Records for the task:
* begin *

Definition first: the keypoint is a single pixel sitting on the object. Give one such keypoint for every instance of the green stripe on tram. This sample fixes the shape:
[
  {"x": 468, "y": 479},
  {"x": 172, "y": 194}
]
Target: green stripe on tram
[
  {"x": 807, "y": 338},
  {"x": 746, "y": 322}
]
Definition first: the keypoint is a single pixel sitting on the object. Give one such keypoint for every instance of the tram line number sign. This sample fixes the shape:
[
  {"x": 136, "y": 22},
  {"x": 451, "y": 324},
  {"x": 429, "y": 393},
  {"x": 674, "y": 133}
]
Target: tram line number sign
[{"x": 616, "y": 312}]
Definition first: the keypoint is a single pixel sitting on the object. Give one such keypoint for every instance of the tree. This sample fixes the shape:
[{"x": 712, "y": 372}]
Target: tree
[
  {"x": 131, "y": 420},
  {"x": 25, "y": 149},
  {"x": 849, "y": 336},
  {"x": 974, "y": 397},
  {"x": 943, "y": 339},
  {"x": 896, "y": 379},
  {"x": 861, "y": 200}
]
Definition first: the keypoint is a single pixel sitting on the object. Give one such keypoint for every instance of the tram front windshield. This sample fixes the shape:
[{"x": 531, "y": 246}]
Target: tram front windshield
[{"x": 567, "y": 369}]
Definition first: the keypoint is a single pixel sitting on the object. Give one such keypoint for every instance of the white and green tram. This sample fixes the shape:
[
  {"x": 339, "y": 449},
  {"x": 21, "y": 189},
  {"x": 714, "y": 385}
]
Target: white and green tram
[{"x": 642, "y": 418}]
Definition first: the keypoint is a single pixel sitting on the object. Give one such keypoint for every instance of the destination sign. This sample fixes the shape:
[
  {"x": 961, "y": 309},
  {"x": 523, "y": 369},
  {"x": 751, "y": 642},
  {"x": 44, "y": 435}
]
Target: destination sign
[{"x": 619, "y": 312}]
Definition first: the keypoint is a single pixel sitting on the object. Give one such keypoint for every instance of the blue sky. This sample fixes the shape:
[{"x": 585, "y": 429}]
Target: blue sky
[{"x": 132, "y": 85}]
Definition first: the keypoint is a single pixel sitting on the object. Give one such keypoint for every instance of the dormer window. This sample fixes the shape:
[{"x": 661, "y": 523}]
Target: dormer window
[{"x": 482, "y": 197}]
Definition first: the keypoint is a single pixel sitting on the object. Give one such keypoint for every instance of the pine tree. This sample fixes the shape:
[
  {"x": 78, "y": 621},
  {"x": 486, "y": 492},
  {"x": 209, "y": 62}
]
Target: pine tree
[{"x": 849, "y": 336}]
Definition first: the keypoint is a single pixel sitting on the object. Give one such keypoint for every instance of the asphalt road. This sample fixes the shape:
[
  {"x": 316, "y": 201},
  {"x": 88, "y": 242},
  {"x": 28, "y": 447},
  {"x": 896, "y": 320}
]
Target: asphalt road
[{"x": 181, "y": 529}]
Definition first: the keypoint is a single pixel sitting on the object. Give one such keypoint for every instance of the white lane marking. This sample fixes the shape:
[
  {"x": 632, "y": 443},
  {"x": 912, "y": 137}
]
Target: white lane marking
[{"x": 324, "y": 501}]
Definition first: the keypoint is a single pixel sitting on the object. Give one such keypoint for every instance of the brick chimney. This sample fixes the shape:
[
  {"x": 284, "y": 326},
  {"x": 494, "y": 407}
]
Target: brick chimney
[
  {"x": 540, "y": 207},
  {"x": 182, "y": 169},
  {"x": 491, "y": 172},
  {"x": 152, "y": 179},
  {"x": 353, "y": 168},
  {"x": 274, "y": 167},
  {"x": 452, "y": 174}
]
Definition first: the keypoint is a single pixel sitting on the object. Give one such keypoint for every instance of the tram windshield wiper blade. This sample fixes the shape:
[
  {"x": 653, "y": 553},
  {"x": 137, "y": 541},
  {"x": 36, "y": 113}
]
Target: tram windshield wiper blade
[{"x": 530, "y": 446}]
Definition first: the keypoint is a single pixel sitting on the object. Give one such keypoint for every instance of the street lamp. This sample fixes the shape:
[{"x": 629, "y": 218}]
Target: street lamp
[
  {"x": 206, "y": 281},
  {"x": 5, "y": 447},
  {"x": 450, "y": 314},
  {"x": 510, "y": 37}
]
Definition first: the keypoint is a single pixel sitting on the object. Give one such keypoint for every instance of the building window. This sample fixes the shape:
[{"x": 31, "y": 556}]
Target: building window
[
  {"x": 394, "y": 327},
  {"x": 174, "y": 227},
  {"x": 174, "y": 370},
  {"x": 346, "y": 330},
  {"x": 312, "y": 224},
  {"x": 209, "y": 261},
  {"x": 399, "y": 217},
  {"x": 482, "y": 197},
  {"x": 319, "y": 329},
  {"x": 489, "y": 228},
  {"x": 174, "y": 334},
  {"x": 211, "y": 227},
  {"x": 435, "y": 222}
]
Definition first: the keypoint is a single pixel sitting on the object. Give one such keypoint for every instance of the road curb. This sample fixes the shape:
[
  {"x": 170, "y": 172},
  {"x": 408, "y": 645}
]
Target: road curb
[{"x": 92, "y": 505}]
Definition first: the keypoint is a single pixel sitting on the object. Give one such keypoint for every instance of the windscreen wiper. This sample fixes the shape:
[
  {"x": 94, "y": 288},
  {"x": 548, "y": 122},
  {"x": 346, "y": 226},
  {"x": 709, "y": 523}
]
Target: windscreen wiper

* end *

Required task:
Please set down each line of the records exactly as given.

Task output:
Definition first: the keypoint is a single pixel sitting on the object. Give one such keypoint for every instance of the green stripe on tram. This sample fixes the shape:
[
  {"x": 468, "y": 479},
  {"x": 172, "y": 194}
]
Target: green stripe on tram
[
  {"x": 807, "y": 338},
  {"x": 746, "y": 322}
]
Definition first: the keypoint is a single pixel sitting on the object. Give one such keypoint for every instance of the tram line number sign. This sample fixes the shape:
[
  {"x": 136, "y": 22},
  {"x": 451, "y": 324},
  {"x": 429, "y": 393},
  {"x": 674, "y": 133}
]
Target: tram line number sign
[{"x": 616, "y": 312}]
Definition first: the keypoint is a single pixel sitting on the object. Give one such keypoint for every instance of the tree. This sample fixes the shape:
[{"x": 712, "y": 372}]
Target: tree
[
  {"x": 131, "y": 420},
  {"x": 25, "y": 149},
  {"x": 849, "y": 336},
  {"x": 974, "y": 397},
  {"x": 943, "y": 339},
  {"x": 896, "y": 379},
  {"x": 861, "y": 200}
]
Definition first: the keypoint is a single pixel sitting on the object. Give one such keypoint for every instance of the tram front windshield. This sample fixes the shape:
[{"x": 531, "y": 246}]
Target: tram front windshield
[{"x": 567, "y": 369}]
Definition first: the keypoint is a single pixel sitting on the object. Give one such keypoint for every instance of the white and green tram. This sample fixes the shape:
[
  {"x": 339, "y": 449},
  {"x": 21, "y": 189},
  {"x": 714, "y": 385}
]
Target: white and green tram
[{"x": 642, "y": 418}]
Definition first: the keypoint is a single pixel sitting on the object. Give one such keypoint for every instance of the destination sign. This sample fixes the shape:
[
  {"x": 961, "y": 309},
  {"x": 523, "y": 369},
  {"x": 751, "y": 642},
  {"x": 44, "y": 435}
]
Target: destination sign
[{"x": 619, "y": 312}]
Definition first: the keypoint is a single pixel sitting on the object. Give one such keypoint for every instance of the blue sky. This sample fixes the shape:
[{"x": 585, "y": 429}]
Target: blue sky
[{"x": 132, "y": 85}]
Definition first: the keypoint is a single pixel sitting on the object. Give one such keypoint for every instance of the dormer window. This sample fixes the shape:
[{"x": 661, "y": 523}]
Target: dormer window
[{"x": 482, "y": 197}]
Definition first: the keypoint is a single pixel sitting on the object. Give one such keypoint for every instance of the pine tree. This sample fixes the shape:
[
  {"x": 78, "y": 621},
  {"x": 486, "y": 492},
  {"x": 209, "y": 62}
]
Target: pine tree
[{"x": 849, "y": 336}]
Definition first: the keypoint is a single pixel sitting on the object. Give one such keypoint for every instance of the asphalt road. This sample fixes the shape:
[
  {"x": 316, "y": 201},
  {"x": 88, "y": 242},
  {"x": 28, "y": 447},
  {"x": 896, "y": 320}
]
Target: asphalt road
[{"x": 181, "y": 529}]
Definition first: the keypoint is a single pixel sitting on the object. Give one such keypoint for every instance of the white lane marking. This sample fixes the shape:
[
  {"x": 632, "y": 443},
  {"x": 912, "y": 137}
]
Target: white lane marking
[{"x": 324, "y": 501}]
Definition first: the keypoint is a single pixel sitting on the object. Give one such keypoint for every instance of the brick chimney. This sample fixes the shape:
[
  {"x": 284, "y": 326},
  {"x": 494, "y": 407}
]
Target: brick chimney
[
  {"x": 540, "y": 207},
  {"x": 182, "y": 169},
  {"x": 491, "y": 172},
  {"x": 152, "y": 179},
  {"x": 353, "y": 168},
  {"x": 274, "y": 167},
  {"x": 452, "y": 174}
]
Definition first: the keypoint is a single pixel sitting on the object. Give one such keypoint for every instance of the tram windshield wiper blade. This sample fixes the shape:
[
  {"x": 653, "y": 553},
  {"x": 137, "y": 541},
  {"x": 36, "y": 113}
]
Target: tram windshield wiper blade
[{"x": 530, "y": 446}]
Definition first: the keypoint is a single pixel sitting on the object. Give one such keypoint for every instance of the street lamp. This sample fixes the shape:
[{"x": 629, "y": 218}]
Target: street lamp
[
  {"x": 206, "y": 281},
  {"x": 5, "y": 447},
  {"x": 450, "y": 314},
  {"x": 510, "y": 37}
]
Definition first: the keypoint is a single pixel sitting on the object. Give one such keypoint for every instance of the building window. This sample fixes the shape:
[{"x": 31, "y": 556}]
Target: building window
[
  {"x": 394, "y": 327},
  {"x": 174, "y": 227},
  {"x": 174, "y": 370},
  {"x": 346, "y": 330},
  {"x": 312, "y": 224},
  {"x": 209, "y": 261},
  {"x": 399, "y": 217},
  {"x": 482, "y": 197},
  {"x": 319, "y": 329},
  {"x": 489, "y": 228},
  {"x": 174, "y": 334},
  {"x": 211, "y": 227},
  {"x": 435, "y": 222}
]
Definition first: the keypoint is a single pixel sitting on the object. Give one such keypoint for every instance of the road curb. This sample fixes the shape:
[
  {"x": 170, "y": 172},
  {"x": 408, "y": 645}
]
Target: road curb
[{"x": 92, "y": 505}]
Definition first: the keypoint is a single pixel sitting on the object. Give one such keypoint for every instance of the windscreen wiper. This sample fixes the shape:
[
  {"x": 94, "y": 288},
  {"x": 548, "y": 122},
  {"x": 346, "y": 226},
  {"x": 709, "y": 523}
]
Target: windscreen wiper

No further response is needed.